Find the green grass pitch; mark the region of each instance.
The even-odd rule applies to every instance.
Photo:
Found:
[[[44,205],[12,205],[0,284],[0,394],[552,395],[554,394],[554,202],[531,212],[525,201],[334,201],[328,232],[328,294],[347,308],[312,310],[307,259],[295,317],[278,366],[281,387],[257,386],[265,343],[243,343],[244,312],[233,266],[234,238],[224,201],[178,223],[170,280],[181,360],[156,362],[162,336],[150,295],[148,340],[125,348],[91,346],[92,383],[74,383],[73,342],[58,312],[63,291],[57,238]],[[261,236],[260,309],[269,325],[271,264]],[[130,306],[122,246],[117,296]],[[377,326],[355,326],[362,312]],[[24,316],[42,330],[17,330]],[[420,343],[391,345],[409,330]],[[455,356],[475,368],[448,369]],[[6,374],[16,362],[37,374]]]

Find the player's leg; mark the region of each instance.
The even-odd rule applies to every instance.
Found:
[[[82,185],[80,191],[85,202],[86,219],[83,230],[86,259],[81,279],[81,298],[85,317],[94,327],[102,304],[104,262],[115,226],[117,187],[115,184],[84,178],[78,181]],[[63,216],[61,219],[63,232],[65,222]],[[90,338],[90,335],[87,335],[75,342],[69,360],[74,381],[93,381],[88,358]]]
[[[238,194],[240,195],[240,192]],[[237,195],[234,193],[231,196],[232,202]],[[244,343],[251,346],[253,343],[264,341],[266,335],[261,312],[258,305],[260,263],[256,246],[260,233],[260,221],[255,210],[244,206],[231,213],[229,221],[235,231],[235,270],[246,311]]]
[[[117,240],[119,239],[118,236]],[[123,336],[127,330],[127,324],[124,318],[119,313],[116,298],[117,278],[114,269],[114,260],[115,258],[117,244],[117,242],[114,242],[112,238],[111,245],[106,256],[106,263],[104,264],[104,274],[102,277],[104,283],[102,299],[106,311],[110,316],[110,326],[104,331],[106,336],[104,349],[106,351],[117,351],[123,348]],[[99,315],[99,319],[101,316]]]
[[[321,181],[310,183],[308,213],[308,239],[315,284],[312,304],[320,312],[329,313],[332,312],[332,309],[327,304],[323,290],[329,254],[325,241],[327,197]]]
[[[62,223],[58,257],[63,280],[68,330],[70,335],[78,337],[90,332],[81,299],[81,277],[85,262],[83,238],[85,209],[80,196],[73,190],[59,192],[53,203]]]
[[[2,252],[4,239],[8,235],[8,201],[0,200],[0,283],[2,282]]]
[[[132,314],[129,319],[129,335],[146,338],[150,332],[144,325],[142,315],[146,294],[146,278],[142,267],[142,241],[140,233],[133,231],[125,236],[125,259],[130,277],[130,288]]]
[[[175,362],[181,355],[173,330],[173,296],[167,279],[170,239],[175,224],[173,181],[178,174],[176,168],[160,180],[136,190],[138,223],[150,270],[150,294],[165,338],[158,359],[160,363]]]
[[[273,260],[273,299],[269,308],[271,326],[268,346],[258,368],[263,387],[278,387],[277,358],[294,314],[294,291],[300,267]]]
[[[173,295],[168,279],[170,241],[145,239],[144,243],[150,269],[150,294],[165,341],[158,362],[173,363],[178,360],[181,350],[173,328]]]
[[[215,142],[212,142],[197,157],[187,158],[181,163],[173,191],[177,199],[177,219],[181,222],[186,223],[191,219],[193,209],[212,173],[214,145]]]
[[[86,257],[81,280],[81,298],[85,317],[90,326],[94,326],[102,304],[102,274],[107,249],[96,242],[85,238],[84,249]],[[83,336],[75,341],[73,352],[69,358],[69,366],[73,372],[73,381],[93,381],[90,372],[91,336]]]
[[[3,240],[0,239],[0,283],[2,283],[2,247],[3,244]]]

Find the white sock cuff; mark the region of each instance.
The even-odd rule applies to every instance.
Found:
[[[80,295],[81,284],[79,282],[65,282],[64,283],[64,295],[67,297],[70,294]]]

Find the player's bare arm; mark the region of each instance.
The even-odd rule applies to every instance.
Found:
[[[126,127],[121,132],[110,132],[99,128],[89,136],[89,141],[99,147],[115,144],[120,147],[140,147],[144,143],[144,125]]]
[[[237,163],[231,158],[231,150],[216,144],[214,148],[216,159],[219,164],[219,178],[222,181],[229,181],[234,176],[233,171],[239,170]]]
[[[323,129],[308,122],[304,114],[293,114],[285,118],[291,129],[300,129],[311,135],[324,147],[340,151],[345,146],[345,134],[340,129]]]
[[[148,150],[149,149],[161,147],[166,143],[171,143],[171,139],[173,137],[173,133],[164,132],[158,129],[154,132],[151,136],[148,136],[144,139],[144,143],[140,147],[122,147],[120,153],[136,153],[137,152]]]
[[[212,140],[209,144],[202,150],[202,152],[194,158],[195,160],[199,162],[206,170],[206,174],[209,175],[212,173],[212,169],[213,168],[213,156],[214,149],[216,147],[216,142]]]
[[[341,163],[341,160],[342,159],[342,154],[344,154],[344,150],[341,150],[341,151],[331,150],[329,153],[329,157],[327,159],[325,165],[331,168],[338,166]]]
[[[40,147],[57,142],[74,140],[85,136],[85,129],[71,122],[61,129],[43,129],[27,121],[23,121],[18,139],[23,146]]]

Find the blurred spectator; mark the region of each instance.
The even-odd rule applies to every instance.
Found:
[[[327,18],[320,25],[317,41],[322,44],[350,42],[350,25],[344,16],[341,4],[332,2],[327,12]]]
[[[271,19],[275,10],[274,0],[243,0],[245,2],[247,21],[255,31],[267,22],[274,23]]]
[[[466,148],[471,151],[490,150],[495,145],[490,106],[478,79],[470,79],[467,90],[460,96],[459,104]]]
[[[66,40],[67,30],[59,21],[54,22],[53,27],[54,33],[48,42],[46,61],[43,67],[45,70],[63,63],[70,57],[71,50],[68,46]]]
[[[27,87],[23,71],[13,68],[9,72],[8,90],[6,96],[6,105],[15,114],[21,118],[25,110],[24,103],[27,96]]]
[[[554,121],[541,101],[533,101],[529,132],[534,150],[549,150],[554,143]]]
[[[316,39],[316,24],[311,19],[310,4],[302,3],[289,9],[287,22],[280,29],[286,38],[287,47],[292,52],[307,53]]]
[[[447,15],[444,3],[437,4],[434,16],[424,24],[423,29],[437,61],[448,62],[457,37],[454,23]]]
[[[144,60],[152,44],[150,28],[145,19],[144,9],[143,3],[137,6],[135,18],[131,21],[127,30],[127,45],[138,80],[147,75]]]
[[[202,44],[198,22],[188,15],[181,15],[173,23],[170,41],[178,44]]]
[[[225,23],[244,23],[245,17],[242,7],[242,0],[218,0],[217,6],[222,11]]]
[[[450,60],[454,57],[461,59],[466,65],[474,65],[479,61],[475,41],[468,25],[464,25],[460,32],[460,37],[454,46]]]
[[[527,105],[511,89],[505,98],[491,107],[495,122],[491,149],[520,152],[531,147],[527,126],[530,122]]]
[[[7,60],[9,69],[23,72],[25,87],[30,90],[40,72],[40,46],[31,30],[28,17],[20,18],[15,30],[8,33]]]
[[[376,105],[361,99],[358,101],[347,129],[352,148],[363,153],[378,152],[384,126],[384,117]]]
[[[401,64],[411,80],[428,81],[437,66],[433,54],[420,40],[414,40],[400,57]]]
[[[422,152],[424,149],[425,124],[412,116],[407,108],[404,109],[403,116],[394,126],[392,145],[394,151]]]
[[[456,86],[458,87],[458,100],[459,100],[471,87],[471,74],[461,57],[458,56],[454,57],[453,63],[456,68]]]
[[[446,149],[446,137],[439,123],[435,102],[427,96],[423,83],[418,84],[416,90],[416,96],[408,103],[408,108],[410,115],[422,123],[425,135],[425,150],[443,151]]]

---*---

Gather every line in the records above that contains the word "Find", and copy each such line in full.

Find the green grass pitch; mark the region of each instance.
Find the player's leg; mark the region of each instance.
Find the white sock cuff; mark the region of each instance.
Find the player's bare arm; mark the region of each instance.
Find the blurred spectator; mark the region of each instance.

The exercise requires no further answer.